-- What needs to be done --
Please rewrite the stretch of the material below from the line containing "Each instance of the portable" through the end of the material, changing "outline" to "boundary" and keeping everything else the same.

-- Stored rows --
________________
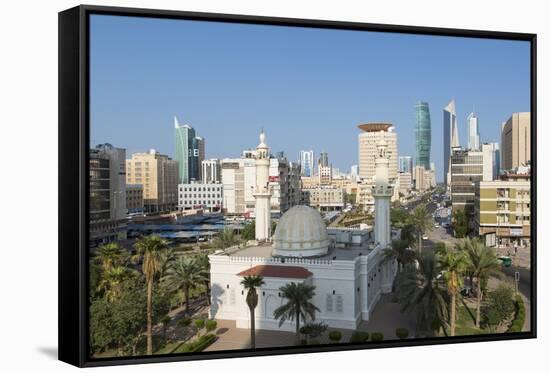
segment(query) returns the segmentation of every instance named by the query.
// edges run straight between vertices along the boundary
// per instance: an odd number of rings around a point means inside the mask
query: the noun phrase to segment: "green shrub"
[[[374,333],[371,334],[370,339],[371,339],[371,341],[373,341],[373,342],[380,342],[380,341],[383,341],[383,340],[384,340],[384,334],[379,333],[379,332],[374,332]]]
[[[395,329],[395,336],[399,339],[406,339],[409,336],[409,329],[397,328]]]
[[[332,332],[328,333],[328,338],[332,342],[340,342],[340,339],[342,339],[342,332],[339,332],[338,330],[333,330]]]
[[[218,322],[216,320],[206,320],[204,323],[204,326],[206,327],[207,332],[211,332],[218,326]]]
[[[205,334],[194,342],[182,344],[174,351],[174,353],[201,352],[206,347],[214,343],[216,339],[218,339],[218,337],[214,334]]]
[[[184,317],[183,319],[178,321],[178,325],[182,326],[184,328],[191,325],[191,318],[190,317]]]
[[[525,323],[525,304],[521,296],[516,296],[516,316],[514,321],[510,324],[508,328],[508,333],[519,333],[523,329],[523,324]]]
[[[201,330],[204,328],[204,319],[196,319],[195,320],[195,328]]]
[[[350,338],[351,343],[363,343],[369,340],[369,333],[362,332],[362,331],[356,331],[353,332]]]

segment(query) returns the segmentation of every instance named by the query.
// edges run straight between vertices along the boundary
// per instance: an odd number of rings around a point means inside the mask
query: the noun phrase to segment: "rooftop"
[[[248,246],[229,254],[229,256],[253,257],[253,258],[271,258],[273,251],[272,245]],[[314,257],[312,259],[325,260],[355,260],[358,256],[368,255],[372,251],[368,245],[350,246],[347,248],[329,247],[325,255]],[[304,258],[307,259],[307,258]]]
[[[389,122],[372,122],[360,124],[357,126],[357,128],[364,132],[387,131],[390,127],[393,127],[393,124]]]
[[[276,266],[257,265],[248,268],[237,274],[238,276],[262,276],[262,277],[283,277],[283,278],[308,278],[312,275],[304,267],[297,266]]]

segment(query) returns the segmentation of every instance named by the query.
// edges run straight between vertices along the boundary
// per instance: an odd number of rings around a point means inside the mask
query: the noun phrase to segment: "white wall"
[[[7,1],[0,13],[2,62],[0,69],[0,139],[2,156],[18,154],[20,162],[5,162],[5,174],[17,175],[17,182],[0,184],[6,198],[0,215],[3,232],[10,234],[2,242],[3,262],[19,263],[23,255],[32,260],[21,266],[5,265],[0,271],[4,321],[0,351],[2,370],[7,372],[74,372],[76,369],[55,360],[57,346],[57,12],[77,5],[78,1]],[[550,95],[550,24],[547,6],[540,0],[487,1],[440,0],[400,1],[315,1],[295,0],[87,0],[89,4],[139,6],[219,13],[237,13],[312,19],[332,19],[388,24],[459,27],[502,31],[537,32],[538,38],[538,136],[550,136],[548,103]],[[457,58],[463,58],[458,56]],[[465,58],[465,57],[464,57]],[[33,119],[40,118],[40,123]],[[29,136],[32,125],[33,136]],[[9,141],[8,141],[9,139]],[[47,144],[47,146],[44,146]],[[539,149],[542,146],[539,146]],[[34,164],[40,149],[41,159],[50,167],[26,172],[20,164]],[[545,155],[542,149],[539,158]],[[10,159],[6,158],[6,159]],[[540,158],[542,159],[542,158]],[[538,165],[539,191],[550,185],[550,163]],[[11,179],[14,180],[14,179]],[[36,180],[41,182],[40,211],[47,214],[41,224],[20,224],[37,211]],[[539,193],[539,211],[548,211],[550,195]],[[6,213],[9,212],[9,213]],[[539,215],[541,227],[550,220]],[[539,230],[540,248],[550,246],[548,235]],[[539,263],[548,263],[550,254],[540,250]],[[16,279],[17,281],[14,281]],[[550,272],[539,271],[539,294],[548,294]],[[262,373],[309,370],[338,372],[342,367],[370,371],[464,372],[465,366],[477,372],[536,372],[544,366],[550,349],[550,298],[539,298],[539,338],[536,340],[467,343],[415,348],[285,355],[247,359],[219,359],[186,363],[148,364],[111,368],[113,372],[243,372]],[[4,304],[3,303],[3,304]],[[505,356],[506,358],[503,358]],[[423,363],[425,362],[425,363]],[[452,363],[449,363],[452,362]],[[362,369],[362,368],[361,368]]]

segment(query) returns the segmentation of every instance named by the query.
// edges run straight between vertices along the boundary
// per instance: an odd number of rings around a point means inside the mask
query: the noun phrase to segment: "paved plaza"
[[[402,313],[399,304],[392,302],[391,294],[383,296],[376,305],[371,319],[363,321],[358,330],[368,332],[381,332],[384,339],[395,339],[396,328],[409,329],[410,335],[414,335],[415,317],[411,313]],[[317,338],[320,343],[331,343],[328,339],[329,329],[321,338]],[[354,330],[338,329],[342,332],[341,342],[349,341]],[[221,351],[250,348],[250,330],[235,327],[233,320],[218,320],[218,329],[216,330],[218,340],[207,347],[205,351]],[[295,334],[275,330],[256,330],[256,347],[272,348],[293,346],[295,343]]]

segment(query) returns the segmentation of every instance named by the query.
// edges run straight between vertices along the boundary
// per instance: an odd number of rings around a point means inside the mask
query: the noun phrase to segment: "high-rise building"
[[[451,201],[453,210],[473,213],[475,186],[483,180],[483,152],[455,147],[451,156]]]
[[[178,204],[178,162],[154,149],[126,160],[126,183],[143,185],[146,212],[174,211]]]
[[[319,156],[319,166],[327,167],[328,164],[328,153],[322,152]]]
[[[480,151],[483,153],[483,180],[491,181],[498,179],[500,173],[500,151],[497,142],[481,144]]]
[[[201,161],[204,160],[204,138],[196,136],[195,129],[190,125],[180,125],[177,117],[174,117],[174,131],[180,184],[197,181],[201,177]]]
[[[479,150],[479,121],[474,112],[468,115],[466,123],[468,128],[468,150]]]
[[[430,107],[427,102],[416,103],[416,165],[430,168],[430,150],[432,146],[432,125],[430,120]]]
[[[354,164],[351,166],[351,169],[350,169],[350,177],[352,180],[357,180],[357,178],[359,177],[359,166]]]
[[[196,161],[198,170],[196,172],[197,177],[195,178],[195,180],[198,181],[198,180],[202,180],[202,161],[204,161],[204,156],[205,156],[204,152],[206,148],[204,137],[200,137],[200,136],[195,137],[195,143],[198,150],[197,161]]]
[[[399,172],[413,172],[412,157],[410,155],[399,156]]]
[[[221,182],[221,163],[219,159],[212,158],[201,162],[201,181],[205,184]]]
[[[223,208],[228,214],[254,214],[256,185],[255,158],[245,151],[241,158],[221,161]],[[300,166],[285,157],[269,158],[271,213],[280,214],[300,204]]]
[[[313,176],[315,161],[313,150],[300,150],[299,158],[302,176]]]
[[[126,184],[126,209],[129,214],[143,214],[142,184]]]
[[[398,177],[399,183],[399,193],[404,195],[409,194],[412,188],[412,174],[410,172],[399,172]]]
[[[332,167],[319,165],[319,184],[328,185],[332,181]]]
[[[435,171],[424,166],[414,166],[415,189],[424,192],[435,187]]]
[[[377,157],[376,144],[384,140],[389,156],[389,179],[394,183],[397,179],[398,153],[397,133],[391,123],[366,123],[358,126],[362,131],[359,136],[359,177],[367,183],[374,182],[376,168],[374,160]]]
[[[513,113],[502,123],[501,169],[513,170],[531,161],[531,113]]]
[[[451,100],[443,109],[443,179],[448,187],[451,179],[451,155],[453,148],[460,146],[458,124],[456,122],[456,104]]]
[[[126,149],[90,149],[90,246],[126,238]]]

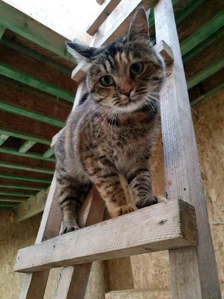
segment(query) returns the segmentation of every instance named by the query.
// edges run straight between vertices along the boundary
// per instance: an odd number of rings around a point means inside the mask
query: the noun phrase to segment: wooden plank
[[[25,201],[25,200],[23,200],[22,199],[6,199],[5,198],[0,198],[0,202],[22,202],[23,201]]]
[[[49,188],[41,191],[36,195],[32,195],[26,201],[22,202],[15,210],[14,221],[19,222],[37,215],[44,210]]]
[[[96,1],[99,5],[102,5],[105,0],[96,0]]]
[[[46,169],[45,168],[33,167],[32,166],[30,166],[26,165],[21,165],[20,164],[16,164],[15,163],[4,162],[4,161],[0,161],[0,167],[26,170],[27,171],[34,171],[35,172],[39,172],[40,173],[49,173],[49,174],[53,174],[54,173],[53,170]]]
[[[61,226],[61,212],[57,202],[55,174],[47,196],[45,208],[35,244],[57,236]],[[20,299],[42,299],[47,283],[49,271],[29,273],[25,276]]]
[[[224,67],[224,57],[218,59],[213,63],[208,66],[203,70],[196,74],[194,76],[189,79],[187,81],[187,87],[189,89],[196,84],[205,80],[216,72]]]
[[[8,135],[5,135],[4,134],[0,134],[0,147],[2,145],[4,142],[6,140],[8,137]]]
[[[36,144],[36,143],[33,141],[25,141],[24,143],[21,146],[18,150],[19,152],[25,153],[26,152],[30,149],[32,148],[33,146]]]
[[[34,194],[4,192],[0,191],[0,195],[8,195],[9,196],[19,196],[21,197],[30,197],[30,196],[33,196],[33,195]]]
[[[192,11],[201,5],[206,0],[197,0],[197,1],[191,0],[190,1],[189,4],[175,16],[176,25],[177,26],[179,23],[191,14]]]
[[[166,66],[173,62],[173,53],[171,48],[164,40],[160,40],[154,46],[164,59]]]
[[[50,162],[54,162],[54,158],[47,158],[45,156],[43,156],[41,154],[37,153],[31,153],[31,152],[21,152],[17,151],[14,149],[11,149],[10,148],[1,147],[0,148],[0,152],[3,153],[7,153],[9,154],[13,154],[17,156],[21,156],[22,157],[26,157],[27,158],[32,158],[33,159],[37,159],[38,160],[43,160],[43,161],[49,161]]]
[[[80,227],[89,226],[103,220],[105,203],[95,189],[85,200],[79,215]],[[54,299],[84,299],[92,263],[63,268]]]
[[[105,0],[102,4],[102,10],[95,20],[87,30],[88,34],[93,35],[96,33],[100,26],[111,14],[113,9],[119,3],[121,0]]]
[[[34,178],[33,177],[27,177],[26,176],[17,176],[17,175],[11,175],[9,174],[2,174],[0,173],[0,178],[6,178],[7,179],[15,179],[18,180],[28,181],[30,182],[37,182],[38,183],[50,183],[51,181],[49,179],[42,179],[39,178]]]
[[[0,2],[0,3],[1,2]],[[56,85],[41,80],[31,75],[28,75],[4,62],[0,62],[0,74],[66,100],[68,102],[73,102],[75,95],[71,91],[59,88]]]
[[[35,272],[197,244],[195,209],[176,199],[20,249],[14,271]]]
[[[154,13],[157,41],[172,46],[174,56],[160,95],[166,192],[169,199],[181,198],[195,206],[199,235],[197,248],[169,252],[172,298],[218,299],[216,263],[171,0],[158,1]]]
[[[59,56],[69,58],[65,44],[67,38],[3,1],[0,1],[0,24]]]
[[[0,39],[0,43],[6,46],[7,47],[14,49],[14,50],[19,51],[20,53],[24,54],[29,57],[34,58],[40,62],[42,62],[43,63],[44,63],[44,64],[46,64],[46,65],[48,65],[58,71],[60,71],[60,72],[64,73],[64,74],[68,75],[69,76],[71,76],[72,70],[69,68],[48,58],[46,56],[39,54],[35,51],[33,51],[26,47],[24,47],[17,42],[15,42],[13,40],[11,40],[7,38],[3,38]]]
[[[50,146],[51,143],[51,141],[49,139],[39,137],[38,136],[35,136],[32,134],[28,134],[19,131],[15,131],[8,129],[7,130],[4,128],[0,127],[0,134],[5,134],[9,136],[15,137],[16,138],[20,138],[21,139],[33,141],[34,142],[41,143],[48,146]]]
[[[16,208],[17,207],[17,205],[16,205],[15,204],[13,205],[13,204],[0,204],[0,209],[1,209],[2,207],[7,207],[7,208],[10,208],[11,209],[13,209],[15,208]]]
[[[46,188],[42,187],[32,187],[31,186],[19,186],[16,185],[6,185],[0,184],[0,188],[10,188],[10,189],[20,189],[21,190],[33,190],[34,191],[42,191]]]
[[[17,105],[12,103],[9,104],[8,102],[2,100],[0,100],[0,109],[10,113],[14,113],[17,115],[27,117],[32,120],[38,121],[60,128],[63,128],[65,125],[65,123],[60,120],[49,116],[45,116],[42,113],[30,109],[21,108]]]
[[[43,154],[43,156],[47,158],[50,157],[54,154],[54,149],[50,148]]]
[[[220,90],[220,89],[222,89],[222,88],[224,88],[224,83],[222,83],[222,84],[220,84],[219,85],[218,85],[218,86],[217,86],[217,87],[215,87],[212,90],[210,90],[210,91],[206,93],[204,95],[201,96],[201,97],[197,98],[197,99],[196,99],[195,100],[194,100],[193,101],[191,101],[190,102],[191,107],[192,107],[194,105],[197,104],[198,103],[199,103],[199,102],[201,102],[201,101],[202,101],[202,100],[204,100],[205,99],[206,99],[206,98],[208,98],[208,97],[209,97],[210,96],[213,95],[213,94],[216,93],[217,91],[218,91],[219,90]]]
[[[1,39],[3,34],[4,34],[5,27],[1,25],[0,25],[0,40]]]
[[[186,62],[188,60],[195,56],[196,55],[201,52],[203,50],[210,46],[213,42],[219,39],[224,33],[224,26],[221,28],[213,33],[209,37],[208,37],[204,41],[193,48],[192,50],[188,52],[182,57],[183,62]]]
[[[182,41],[180,44],[182,55],[184,55],[186,54],[194,47],[220,29],[223,26],[224,17],[224,9],[223,9]]]

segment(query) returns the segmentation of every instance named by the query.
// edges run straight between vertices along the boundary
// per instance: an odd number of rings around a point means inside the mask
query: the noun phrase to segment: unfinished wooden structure
[[[105,1],[106,7],[109,2]],[[15,271],[27,273],[20,299],[43,298],[49,270],[62,266],[65,268],[54,298],[83,299],[92,262],[166,249],[169,250],[172,299],[221,298],[171,0],[155,3],[153,0],[133,1],[107,31],[105,18],[101,21],[99,17],[90,27],[95,33],[91,45],[106,44],[125,34],[140,4],[146,10],[154,4],[155,46],[167,63],[168,75],[160,101],[166,192],[170,201],[101,222],[104,206],[93,190],[79,219],[82,227],[91,226],[57,236],[61,221],[53,178],[36,244],[19,250],[16,259]],[[219,61],[218,67],[223,63]],[[72,76],[77,81],[83,78],[78,69]],[[74,109],[86,88],[83,81]]]
[[[19,6],[24,2],[0,1],[0,209],[13,210],[15,222],[44,210],[54,169],[51,141],[63,127],[77,93],[78,84],[71,79],[75,64],[69,60],[64,41],[79,42],[82,37],[82,42],[89,44],[91,38],[82,28],[72,35],[69,27],[62,35],[62,31],[52,26],[52,20],[50,28],[46,23],[44,26],[40,22],[44,15],[41,18],[39,11],[37,16],[28,7]],[[104,1],[102,7],[96,3],[99,7],[95,16],[98,22],[103,21],[101,15],[105,19],[103,11],[111,12],[98,30],[96,43],[104,31],[105,40],[108,38],[112,28],[119,27],[117,21],[132,9],[127,0],[119,4],[111,2],[109,5],[110,1]],[[7,3],[14,3],[17,9]],[[173,0],[172,3],[193,106],[224,87],[223,1]],[[151,10],[149,31],[155,43],[154,20]],[[94,27],[94,19],[87,18],[86,22],[86,31],[97,29],[99,24]],[[76,68],[73,75],[76,72]]]

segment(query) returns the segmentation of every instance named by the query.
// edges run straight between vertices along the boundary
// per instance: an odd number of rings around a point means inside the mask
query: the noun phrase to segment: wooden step
[[[105,299],[170,299],[169,291],[129,290],[115,291],[106,294]]]

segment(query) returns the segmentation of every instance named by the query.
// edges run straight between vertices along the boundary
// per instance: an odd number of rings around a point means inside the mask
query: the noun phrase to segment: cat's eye
[[[103,76],[100,79],[101,83],[104,86],[111,86],[113,83],[113,79],[111,76]]]
[[[134,75],[137,75],[143,70],[143,63],[142,62],[135,62],[130,66],[130,72]]]

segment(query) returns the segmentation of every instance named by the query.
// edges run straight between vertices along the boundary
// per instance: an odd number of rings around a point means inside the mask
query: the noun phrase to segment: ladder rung
[[[174,199],[20,249],[14,270],[39,271],[198,243],[194,207]]]

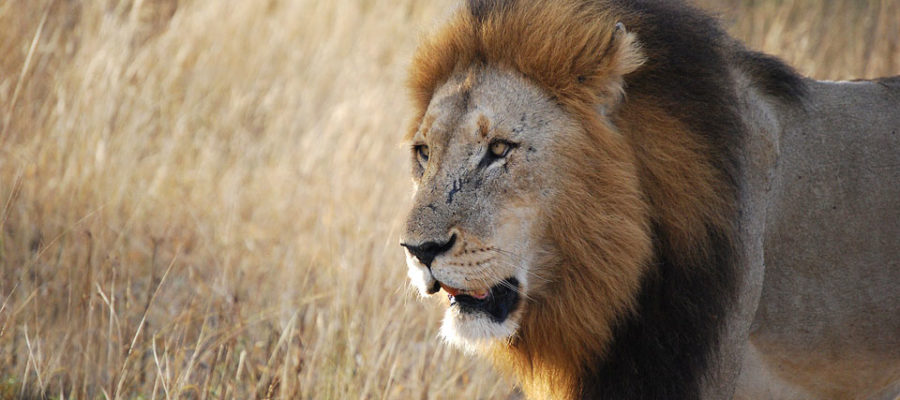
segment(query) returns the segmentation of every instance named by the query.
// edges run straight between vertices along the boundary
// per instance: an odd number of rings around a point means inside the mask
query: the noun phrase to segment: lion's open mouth
[[[487,290],[462,290],[440,284],[447,292],[451,307],[465,313],[485,313],[494,322],[506,321],[519,305],[519,280],[507,278]]]

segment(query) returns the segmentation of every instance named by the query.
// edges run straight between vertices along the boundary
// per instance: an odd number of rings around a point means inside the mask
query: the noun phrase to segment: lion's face
[[[401,243],[423,295],[449,298],[442,335],[478,345],[513,335],[542,286],[557,143],[571,118],[523,77],[473,68],[432,98],[410,144],[415,197]]]

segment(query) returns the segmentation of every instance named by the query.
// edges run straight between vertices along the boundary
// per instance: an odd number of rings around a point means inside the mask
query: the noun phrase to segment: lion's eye
[[[512,150],[513,144],[505,140],[496,140],[491,143],[490,152],[495,158],[503,158]]]
[[[428,162],[428,156],[430,155],[428,151],[428,146],[424,144],[417,144],[413,147],[416,151],[416,156],[419,157],[419,160],[423,163]]]

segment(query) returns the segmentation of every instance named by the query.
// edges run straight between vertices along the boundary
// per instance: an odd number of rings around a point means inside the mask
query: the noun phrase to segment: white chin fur
[[[415,286],[419,295],[427,297],[428,288],[434,285],[434,278],[431,277],[431,272],[428,272],[428,268],[425,265],[409,254],[409,251],[406,252],[406,266],[406,276],[409,277],[409,282]]]
[[[511,317],[496,323],[487,315],[462,313],[458,308],[450,307],[444,312],[441,337],[451,345],[474,352],[515,334],[519,324]]]

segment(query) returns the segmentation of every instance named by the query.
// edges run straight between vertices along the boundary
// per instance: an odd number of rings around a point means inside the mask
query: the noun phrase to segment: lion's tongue
[[[488,295],[487,290],[465,291],[465,290],[462,290],[462,289],[457,289],[457,288],[455,288],[455,287],[447,286],[447,285],[445,285],[445,284],[443,284],[443,283],[441,284],[441,288],[444,289],[444,291],[447,292],[447,294],[449,294],[449,295],[451,295],[451,296],[453,296],[453,297],[459,296],[460,294],[464,294],[464,295],[467,295],[467,296],[472,296],[472,297],[474,297],[474,298],[476,298],[476,299],[478,299],[478,300],[484,300],[484,299],[487,298],[487,295]]]

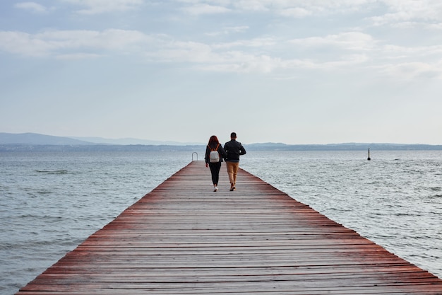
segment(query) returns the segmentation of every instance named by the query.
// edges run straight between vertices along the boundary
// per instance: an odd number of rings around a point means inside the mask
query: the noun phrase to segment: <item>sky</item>
[[[442,144],[440,0],[0,1],[0,132]]]

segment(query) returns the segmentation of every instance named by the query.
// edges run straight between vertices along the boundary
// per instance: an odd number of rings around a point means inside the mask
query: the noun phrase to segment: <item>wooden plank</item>
[[[222,169],[225,169],[223,167]],[[191,163],[17,294],[442,294],[442,280],[240,170]]]

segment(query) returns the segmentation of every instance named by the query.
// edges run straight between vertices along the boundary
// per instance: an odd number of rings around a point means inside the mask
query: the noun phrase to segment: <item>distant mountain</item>
[[[93,144],[91,142],[74,139],[68,137],[54,137],[37,133],[3,133],[0,132],[1,144],[54,144],[54,145],[83,145]]]
[[[168,146],[189,146],[205,144],[201,142],[178,142],[178,141],[160,141],[155,140],[138,139],[135,138],[122,138],[110,139],[102,137],[70,137],[74,139],[92,142],[100,144],[144,144],[144,145],[168,145]]]
[[[0,132],[0,151],[172,151],[203,150],[205,144],[157,141],[136,139],[107,139],[100,137],[63,137],[36,133]],[[363,151],[442,150],[441,145],[345,143],[329,144],[244,144],[247,151]]]

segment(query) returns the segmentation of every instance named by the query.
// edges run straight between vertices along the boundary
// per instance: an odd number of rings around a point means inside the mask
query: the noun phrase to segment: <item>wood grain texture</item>
[[[438,277],[253,175],[230,192],[220,174],[213,192],[191,162],[17,294],[442,294]]]

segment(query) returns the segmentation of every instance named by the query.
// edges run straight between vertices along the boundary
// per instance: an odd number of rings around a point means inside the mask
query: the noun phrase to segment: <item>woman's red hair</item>
[[[215,135],[212,135],[209,139],[209,146],[215,148],[219,143],[220,141],[218,140],[218,138]]]

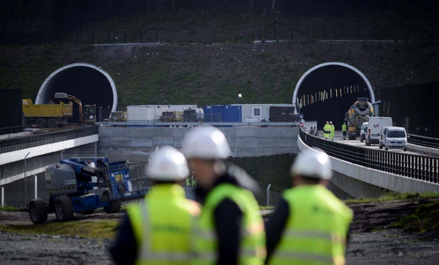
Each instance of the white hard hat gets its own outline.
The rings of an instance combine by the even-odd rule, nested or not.
[[[212,126],[192,129],[185,136],[182,145],[183,153],[188,159],[225,159],[231,153],[224,134]]]
[[[189,170],[184,156],[175,148],[165,146],[151,155],[147,173],[154,180],[175,181],[189,176]]]
[[[299,155],[290,171],[292,175],[329,180],[332,177],[329,157],[320,149],[305,151]]]

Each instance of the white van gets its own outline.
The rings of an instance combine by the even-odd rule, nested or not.
[[[386,150],[400,149],[407,151],[407,138],[410,136],[405,133],[404,127],[386,127],[382,134],[381,137],[383,141],[379,141],[380,149],[384,147]]]
[[[367,132],[366,134],[366,145],[379,143],[379,135],[383,127],[391,127],[392,118],[388,117],[372,117],[369,119]]]

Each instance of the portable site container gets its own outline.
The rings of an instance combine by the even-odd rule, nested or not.
[[[206,105],[203,108],[204,122],[239,122],[240,105]]]
[[[163,111],[182,111],[196,109],[197,105],[138,105],[127,106],[127,120],[133,121],[158,121]]]
[[[233,104],[241,106],[241,120],[246,122],[268,122],[270,119],[270,107],[292,107],[291,104]]]

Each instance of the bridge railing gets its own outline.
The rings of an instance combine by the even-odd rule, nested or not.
________________
-- Output for this exercise --
Each instance of the portable site container gets its own boundary.
The rings of an instance combine by the even-odd rule, nested or not.
[[[206,105],[203,108],[204,122],[239,122],[240,105]]]
[[[163,111],[182,111],[196,109],[197,105],[138,105],[127,106],[127,120],[133,121],[158,121]]]
[[[233,104],[241,106],[241,120],[246,122],[268,122],[270,119],[270,107],[292,107],[291,104]]]

Each instance of the bridge railing gets its own boundary.
The rings of an instance combine by the even-odd rule, nested or not.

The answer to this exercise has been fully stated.